** Work to complete **
In the text about Donna Weimer and her daughter Beverly, why did the doctors say Beverly was best left to institutional care? Answer in one to three sentences.

Donna Weimer has been a foster parent to 18 handicapped children over the years, and there was one 3-year-old she was determined to adopt.
Forget it, the doctors told her. Beverly wouldn’t reach age 5. Brain-damaged by injuries before her fifth day of life, she was best left to institutional care for the short time she’d been allotted. 
“They said, ‘Don’t get attached, she’s not going to make it.’ They said she would never walk or talk or ever call me Mommy,” Weimer says 39 years later.

Her daughter endures multiple health problems. She has the mental capacity of a 10- or 11-year-old and needs a heroic amount of care. But she also is witty, vivacious, kind, courageous, a movie buff, a wizard at jigsaw puzzles, and by her mother’s description, “the star of the family,” which includes eight grown siblings.
“She’s been a blessing,” Weimer says. “We thank God for her every day.”

As it happens, “blessing” is the same word she uses for the volunteers who stopped by in late summer to build a multilevel ramp at the rear of the Weimers’ Southside house, ending a daily ordeal of coming and going.
They represented Servants At Work, an ecumenical religious ministry whose members build wheelchair ramps as a gift of freedom for aged and disabled persons.

Dataset entries
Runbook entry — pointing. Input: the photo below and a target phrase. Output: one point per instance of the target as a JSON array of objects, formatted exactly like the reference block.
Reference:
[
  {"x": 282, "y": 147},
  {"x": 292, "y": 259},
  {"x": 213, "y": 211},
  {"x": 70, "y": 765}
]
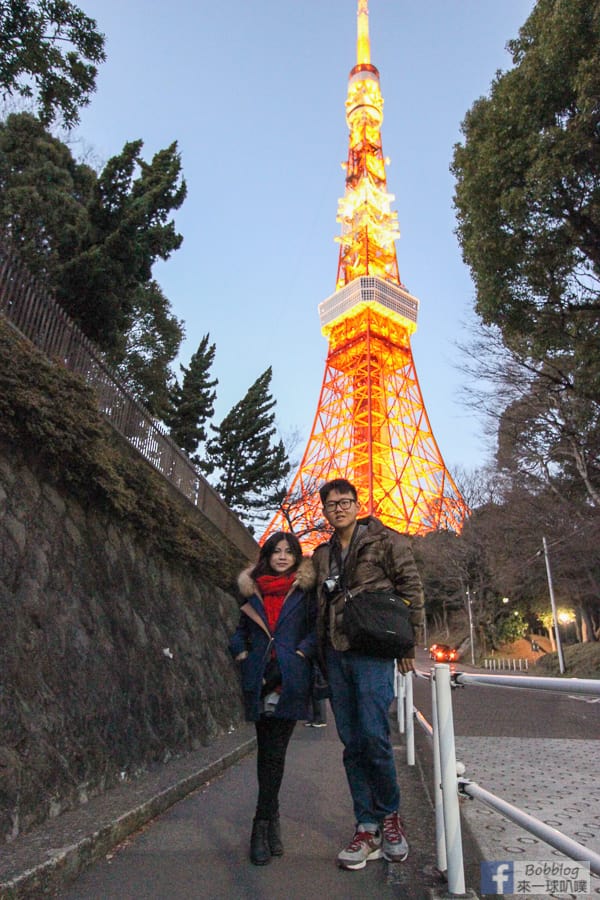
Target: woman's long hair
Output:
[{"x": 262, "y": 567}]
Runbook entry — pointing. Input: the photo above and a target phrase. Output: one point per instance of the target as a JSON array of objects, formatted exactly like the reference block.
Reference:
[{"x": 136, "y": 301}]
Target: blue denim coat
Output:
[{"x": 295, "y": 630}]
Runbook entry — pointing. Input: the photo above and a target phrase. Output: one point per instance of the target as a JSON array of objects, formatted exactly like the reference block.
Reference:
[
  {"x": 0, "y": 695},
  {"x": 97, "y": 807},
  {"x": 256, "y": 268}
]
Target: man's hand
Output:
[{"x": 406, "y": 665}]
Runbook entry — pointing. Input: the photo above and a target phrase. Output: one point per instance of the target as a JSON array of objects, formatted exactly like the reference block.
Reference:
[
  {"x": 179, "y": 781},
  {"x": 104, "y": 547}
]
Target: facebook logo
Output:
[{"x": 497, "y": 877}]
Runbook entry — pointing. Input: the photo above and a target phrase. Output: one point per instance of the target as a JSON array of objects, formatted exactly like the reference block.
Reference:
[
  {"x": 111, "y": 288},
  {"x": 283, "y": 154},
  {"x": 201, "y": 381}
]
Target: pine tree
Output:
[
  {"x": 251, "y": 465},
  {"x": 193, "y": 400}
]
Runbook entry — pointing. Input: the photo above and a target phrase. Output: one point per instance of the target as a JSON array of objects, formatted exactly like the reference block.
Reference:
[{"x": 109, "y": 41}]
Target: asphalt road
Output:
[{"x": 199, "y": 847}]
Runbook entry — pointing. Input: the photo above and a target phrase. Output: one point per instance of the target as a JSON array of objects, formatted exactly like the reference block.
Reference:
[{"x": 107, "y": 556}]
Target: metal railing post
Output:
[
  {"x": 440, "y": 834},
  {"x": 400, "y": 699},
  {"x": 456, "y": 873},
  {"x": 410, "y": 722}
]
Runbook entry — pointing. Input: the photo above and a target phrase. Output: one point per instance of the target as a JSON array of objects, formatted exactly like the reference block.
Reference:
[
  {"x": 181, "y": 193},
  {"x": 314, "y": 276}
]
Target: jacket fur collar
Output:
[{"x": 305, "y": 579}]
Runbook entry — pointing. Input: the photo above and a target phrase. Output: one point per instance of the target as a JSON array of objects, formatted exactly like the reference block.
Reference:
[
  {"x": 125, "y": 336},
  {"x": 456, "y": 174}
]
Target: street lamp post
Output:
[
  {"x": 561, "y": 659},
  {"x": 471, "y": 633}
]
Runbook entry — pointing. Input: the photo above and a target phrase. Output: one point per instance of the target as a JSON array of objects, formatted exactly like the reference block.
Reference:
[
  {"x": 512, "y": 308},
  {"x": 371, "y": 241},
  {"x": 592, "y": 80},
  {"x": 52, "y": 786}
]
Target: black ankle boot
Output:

** Written answer **
The doctors said Beverly would not reach age 5 because injuries before her fifth day of life had damaged her brain. They judged her best left to institutional care for the short time she had been allotted.